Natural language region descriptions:

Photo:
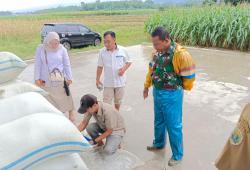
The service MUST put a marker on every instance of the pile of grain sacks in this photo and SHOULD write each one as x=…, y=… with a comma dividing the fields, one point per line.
x=34, y=134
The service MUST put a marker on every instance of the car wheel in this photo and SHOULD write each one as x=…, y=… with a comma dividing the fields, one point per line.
x=67, y=45
x=97, y=42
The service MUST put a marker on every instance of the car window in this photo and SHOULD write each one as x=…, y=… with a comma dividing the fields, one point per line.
x=73, y=28
x=61, y=28
x=83, y=29
x=47, y=28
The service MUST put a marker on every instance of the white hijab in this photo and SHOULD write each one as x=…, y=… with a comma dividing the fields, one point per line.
x=50, y=37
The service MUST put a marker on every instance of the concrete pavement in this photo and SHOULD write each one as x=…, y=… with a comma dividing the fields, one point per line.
x=210, y=110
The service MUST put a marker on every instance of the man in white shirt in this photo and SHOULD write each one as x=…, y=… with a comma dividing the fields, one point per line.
x=115, y=61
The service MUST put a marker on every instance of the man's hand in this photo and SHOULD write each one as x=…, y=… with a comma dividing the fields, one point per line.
x=121, y=71
x=145, y=93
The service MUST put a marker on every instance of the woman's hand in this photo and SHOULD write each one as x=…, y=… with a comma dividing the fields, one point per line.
x=39, y=83
x=69, y=82
x=145, y=93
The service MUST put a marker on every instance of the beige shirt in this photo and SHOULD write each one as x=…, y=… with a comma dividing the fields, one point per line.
x=236, y=153
x=108, y=117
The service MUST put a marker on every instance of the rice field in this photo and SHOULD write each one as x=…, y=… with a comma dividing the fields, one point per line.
x=211, y=26
x=21, y=34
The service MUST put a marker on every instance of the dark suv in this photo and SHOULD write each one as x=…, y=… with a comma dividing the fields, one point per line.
x=72, y=35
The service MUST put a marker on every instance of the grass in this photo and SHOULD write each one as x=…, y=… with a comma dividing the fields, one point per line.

TASK INSTRUCTIONS:
Output the line bearing "of the beige" along with all the lines after it through the end of the entries, exactly, and no other lines.

RESPONSE:
The service MUST put a marker on every instance of the beige shirt in this photo and SHOULD write each one as x=…, y=… with a comma dividing the fields, one point per line.
x=236, y=153
x=108, y=117
The service MUST put a marker on every instance of the rice field in this photo and SHOULD write each one as x=…, y=… with a comma dividing the fields, one point per line.
x=211, y=26
x=21, y=34
The service MUST put a marker on every instance of the dark suv in this photo and SHOULD write each one as x=…, y=… with a comma dividing the fields, one point per line.
x=72, y=35
The service MUST put a marker on every instance of the grass in this photo and SHOULD write each one as x=…, y=… with a comma dividing the fields, one point per line.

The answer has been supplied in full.